> _Exercise aim_:
From the entries that follow, gather each line holding the word "then".

----------

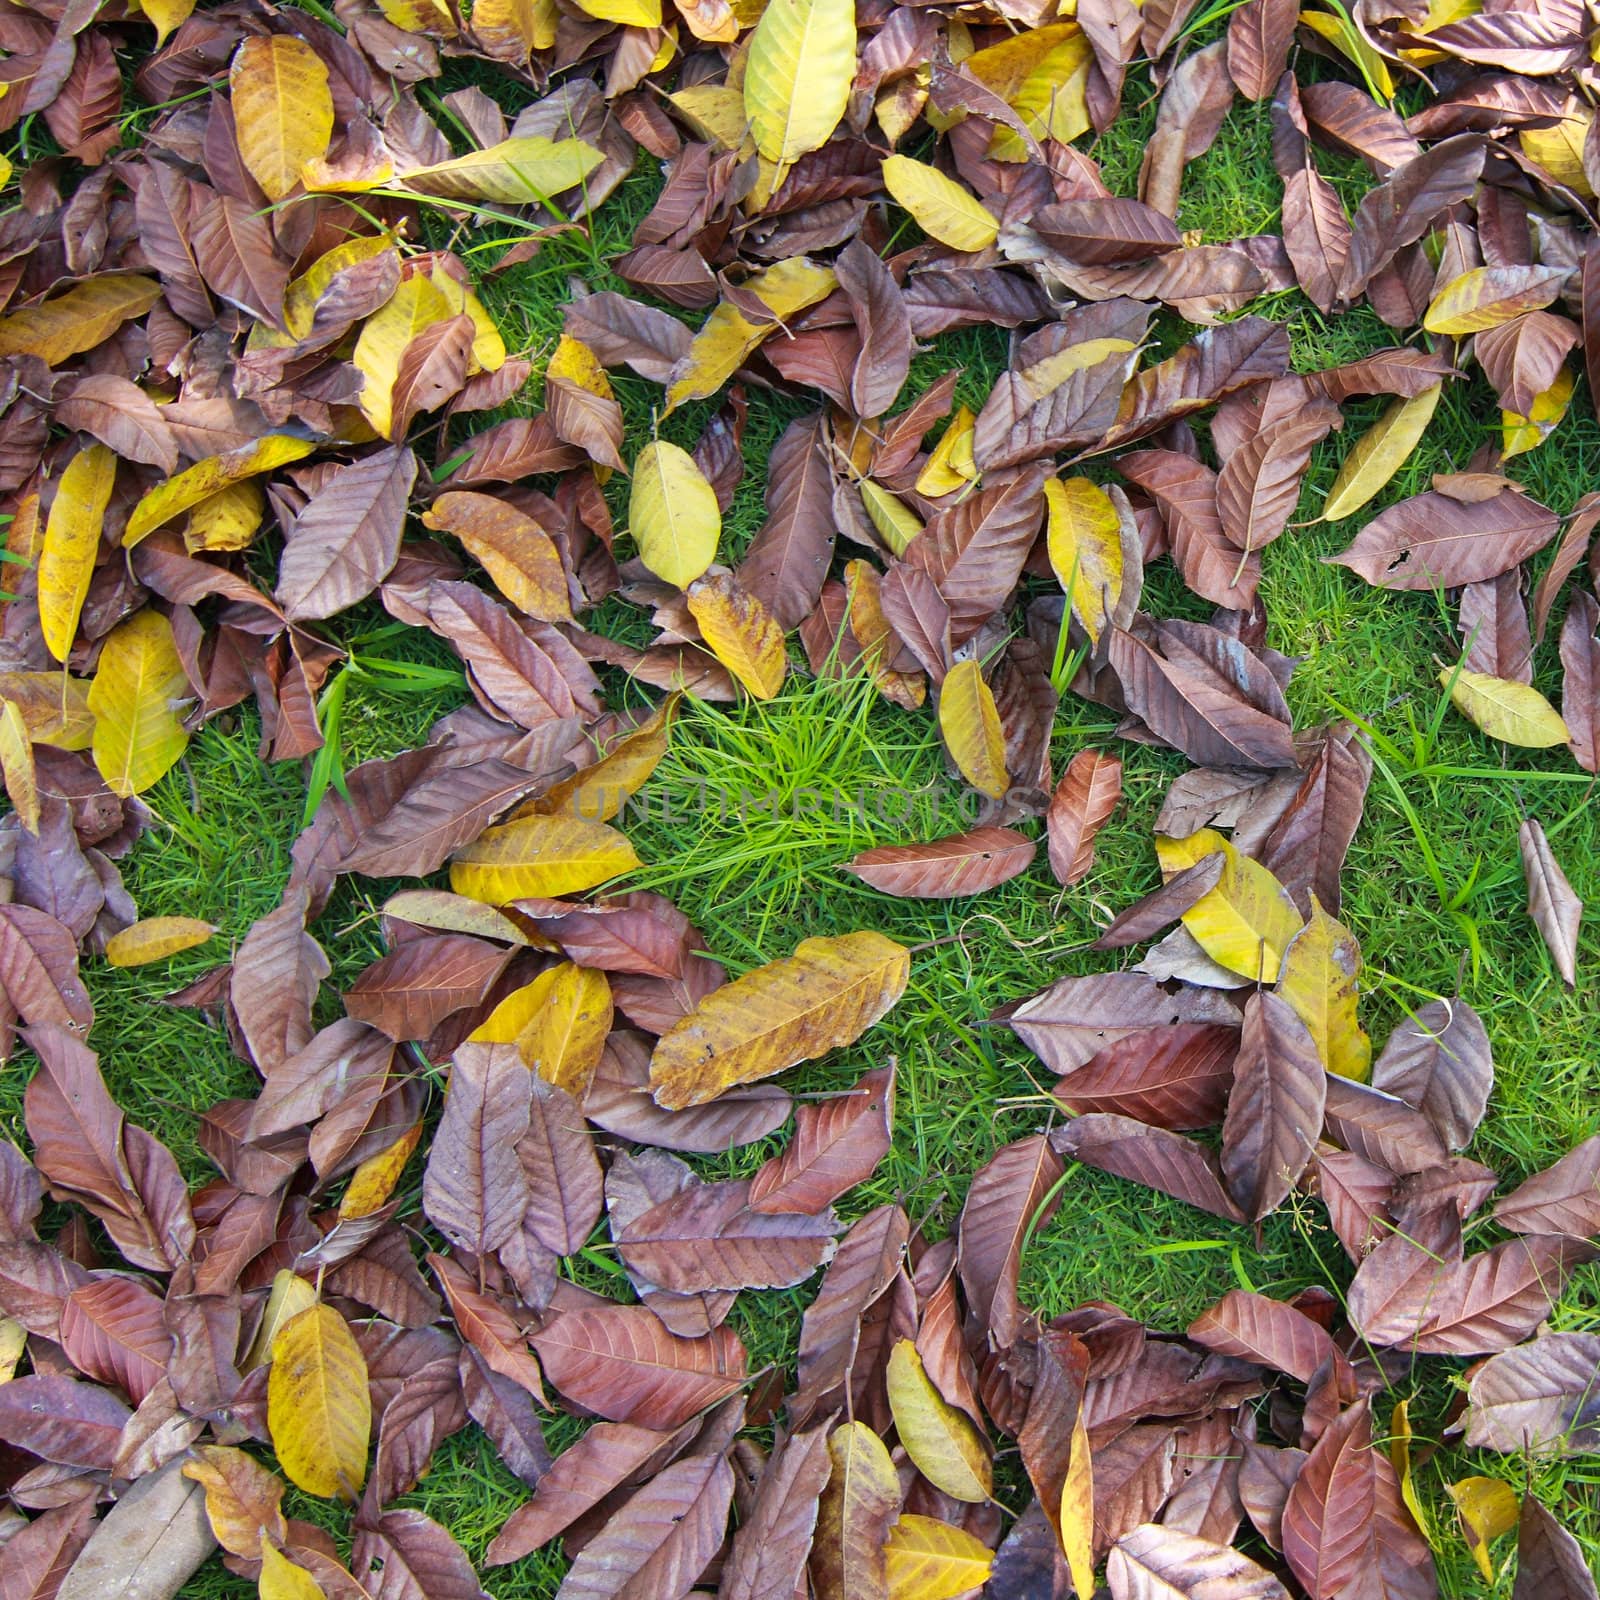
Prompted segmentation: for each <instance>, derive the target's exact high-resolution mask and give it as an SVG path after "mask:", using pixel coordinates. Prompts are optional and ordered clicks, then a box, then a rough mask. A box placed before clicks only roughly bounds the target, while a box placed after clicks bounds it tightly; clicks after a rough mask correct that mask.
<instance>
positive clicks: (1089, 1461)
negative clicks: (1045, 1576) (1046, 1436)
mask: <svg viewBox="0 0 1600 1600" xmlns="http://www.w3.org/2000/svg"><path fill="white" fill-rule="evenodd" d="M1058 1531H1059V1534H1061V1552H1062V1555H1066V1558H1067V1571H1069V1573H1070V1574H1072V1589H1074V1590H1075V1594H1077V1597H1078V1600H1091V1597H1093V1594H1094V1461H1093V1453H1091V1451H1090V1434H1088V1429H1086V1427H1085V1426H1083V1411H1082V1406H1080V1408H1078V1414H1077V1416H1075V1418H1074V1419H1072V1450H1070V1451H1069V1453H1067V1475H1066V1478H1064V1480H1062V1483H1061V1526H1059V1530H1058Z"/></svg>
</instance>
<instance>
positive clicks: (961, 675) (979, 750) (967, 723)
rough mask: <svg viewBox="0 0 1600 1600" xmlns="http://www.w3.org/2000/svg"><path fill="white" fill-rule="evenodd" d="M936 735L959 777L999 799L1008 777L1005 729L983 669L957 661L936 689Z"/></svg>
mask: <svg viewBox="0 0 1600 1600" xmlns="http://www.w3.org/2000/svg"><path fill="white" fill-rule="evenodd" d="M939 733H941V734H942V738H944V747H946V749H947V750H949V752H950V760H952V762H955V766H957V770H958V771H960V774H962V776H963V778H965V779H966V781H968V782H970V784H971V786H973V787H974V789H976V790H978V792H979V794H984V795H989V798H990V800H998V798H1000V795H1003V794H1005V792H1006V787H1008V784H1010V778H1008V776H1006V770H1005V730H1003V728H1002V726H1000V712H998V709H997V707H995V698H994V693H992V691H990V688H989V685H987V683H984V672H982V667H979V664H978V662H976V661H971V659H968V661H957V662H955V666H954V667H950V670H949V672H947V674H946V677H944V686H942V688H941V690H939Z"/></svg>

----------

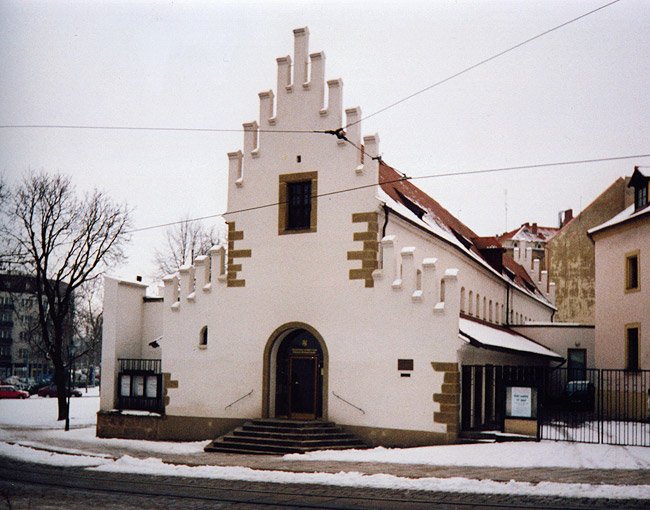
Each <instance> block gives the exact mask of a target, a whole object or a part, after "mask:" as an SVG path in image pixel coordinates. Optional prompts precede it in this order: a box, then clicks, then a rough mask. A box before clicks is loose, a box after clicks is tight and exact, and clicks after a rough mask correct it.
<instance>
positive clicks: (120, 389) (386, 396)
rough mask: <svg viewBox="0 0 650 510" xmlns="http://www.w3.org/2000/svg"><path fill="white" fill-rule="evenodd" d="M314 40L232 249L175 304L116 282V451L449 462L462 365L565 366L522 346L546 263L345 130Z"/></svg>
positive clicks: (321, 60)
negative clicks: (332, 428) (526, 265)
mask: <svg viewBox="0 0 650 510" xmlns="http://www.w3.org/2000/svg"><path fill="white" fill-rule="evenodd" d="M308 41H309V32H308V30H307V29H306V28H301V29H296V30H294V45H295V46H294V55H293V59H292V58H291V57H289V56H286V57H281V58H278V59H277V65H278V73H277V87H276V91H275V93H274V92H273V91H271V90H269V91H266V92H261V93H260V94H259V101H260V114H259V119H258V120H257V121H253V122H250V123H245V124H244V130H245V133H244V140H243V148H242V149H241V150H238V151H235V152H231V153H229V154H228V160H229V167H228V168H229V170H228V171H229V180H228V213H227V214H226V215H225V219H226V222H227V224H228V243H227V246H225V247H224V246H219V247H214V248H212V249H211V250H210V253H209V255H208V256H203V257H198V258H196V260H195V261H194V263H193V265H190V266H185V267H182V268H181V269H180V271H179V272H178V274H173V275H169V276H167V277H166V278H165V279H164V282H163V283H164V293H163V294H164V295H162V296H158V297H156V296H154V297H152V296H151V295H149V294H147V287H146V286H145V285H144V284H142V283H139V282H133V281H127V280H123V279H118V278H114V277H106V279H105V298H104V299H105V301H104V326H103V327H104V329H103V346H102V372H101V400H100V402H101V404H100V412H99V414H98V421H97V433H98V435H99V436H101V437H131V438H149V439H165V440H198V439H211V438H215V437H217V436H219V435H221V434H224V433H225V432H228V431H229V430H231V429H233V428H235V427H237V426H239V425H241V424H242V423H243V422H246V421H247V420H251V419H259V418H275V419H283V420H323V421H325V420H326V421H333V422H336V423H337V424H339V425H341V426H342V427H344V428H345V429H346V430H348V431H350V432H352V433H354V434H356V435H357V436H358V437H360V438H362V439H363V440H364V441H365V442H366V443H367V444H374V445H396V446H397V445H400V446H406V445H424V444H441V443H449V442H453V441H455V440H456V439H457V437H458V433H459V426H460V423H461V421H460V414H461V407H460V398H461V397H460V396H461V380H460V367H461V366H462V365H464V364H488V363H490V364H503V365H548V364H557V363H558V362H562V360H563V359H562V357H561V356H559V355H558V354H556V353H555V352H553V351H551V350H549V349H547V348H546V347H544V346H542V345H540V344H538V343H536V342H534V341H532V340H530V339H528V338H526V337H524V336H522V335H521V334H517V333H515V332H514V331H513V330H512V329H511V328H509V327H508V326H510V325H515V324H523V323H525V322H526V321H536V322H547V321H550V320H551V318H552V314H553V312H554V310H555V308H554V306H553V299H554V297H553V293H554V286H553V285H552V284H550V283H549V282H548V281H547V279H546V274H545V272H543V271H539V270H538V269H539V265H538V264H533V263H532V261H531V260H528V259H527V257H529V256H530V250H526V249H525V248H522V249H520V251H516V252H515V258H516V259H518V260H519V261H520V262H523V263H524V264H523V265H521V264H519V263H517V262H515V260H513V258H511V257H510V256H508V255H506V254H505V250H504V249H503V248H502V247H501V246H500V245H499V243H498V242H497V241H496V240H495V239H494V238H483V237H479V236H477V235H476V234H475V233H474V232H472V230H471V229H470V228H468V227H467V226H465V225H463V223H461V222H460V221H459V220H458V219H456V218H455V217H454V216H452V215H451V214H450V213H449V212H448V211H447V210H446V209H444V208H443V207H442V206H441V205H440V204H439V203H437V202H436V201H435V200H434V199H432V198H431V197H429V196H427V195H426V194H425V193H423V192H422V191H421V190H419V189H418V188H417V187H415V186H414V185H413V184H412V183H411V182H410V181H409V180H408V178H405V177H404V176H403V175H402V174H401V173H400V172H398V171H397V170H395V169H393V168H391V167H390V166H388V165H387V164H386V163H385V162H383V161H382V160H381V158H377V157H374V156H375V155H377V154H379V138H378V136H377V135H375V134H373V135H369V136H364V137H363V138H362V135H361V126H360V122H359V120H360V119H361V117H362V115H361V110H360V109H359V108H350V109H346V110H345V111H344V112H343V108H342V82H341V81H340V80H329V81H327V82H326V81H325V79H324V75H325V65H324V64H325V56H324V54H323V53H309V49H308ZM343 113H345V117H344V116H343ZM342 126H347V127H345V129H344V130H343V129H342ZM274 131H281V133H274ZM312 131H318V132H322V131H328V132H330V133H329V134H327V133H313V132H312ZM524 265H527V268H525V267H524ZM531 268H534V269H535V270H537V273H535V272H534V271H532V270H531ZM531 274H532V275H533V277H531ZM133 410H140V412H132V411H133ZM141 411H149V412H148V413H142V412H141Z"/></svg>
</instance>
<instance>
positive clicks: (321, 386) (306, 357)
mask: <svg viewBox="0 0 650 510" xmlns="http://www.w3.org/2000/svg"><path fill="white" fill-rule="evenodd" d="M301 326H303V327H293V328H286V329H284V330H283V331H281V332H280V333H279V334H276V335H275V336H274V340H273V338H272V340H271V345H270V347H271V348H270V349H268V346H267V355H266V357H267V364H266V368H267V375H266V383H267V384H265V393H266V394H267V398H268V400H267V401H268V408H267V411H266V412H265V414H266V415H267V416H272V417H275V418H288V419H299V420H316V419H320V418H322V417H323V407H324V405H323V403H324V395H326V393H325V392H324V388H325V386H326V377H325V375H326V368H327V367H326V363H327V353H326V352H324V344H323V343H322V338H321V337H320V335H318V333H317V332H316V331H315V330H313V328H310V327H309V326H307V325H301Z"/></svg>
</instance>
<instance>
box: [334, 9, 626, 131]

----------

> _Solution below_:
Prompted segmentation: for each <instance>, derive the target's exact high-resolution mask and give it as an SVG path after "mask:", using pixel coordinates. Prompts are optional and ordered clicks, then a box, then a rough mask. A box placed before clicks only roughly bounds the target, while a box placed after clicks bounds it tightly; clicks after a rough mask correct that mask.
Each <instance> block gives the exact mask of a target, a whole object or a part, after "mask:" as an SVG path in image pixel coordinates. Optional prompts precede it in this order: a box, then clicks, then a rough mask. A box before clicks is loose, a box after clicks is tight and exact, and clicks after a rough mask correct it.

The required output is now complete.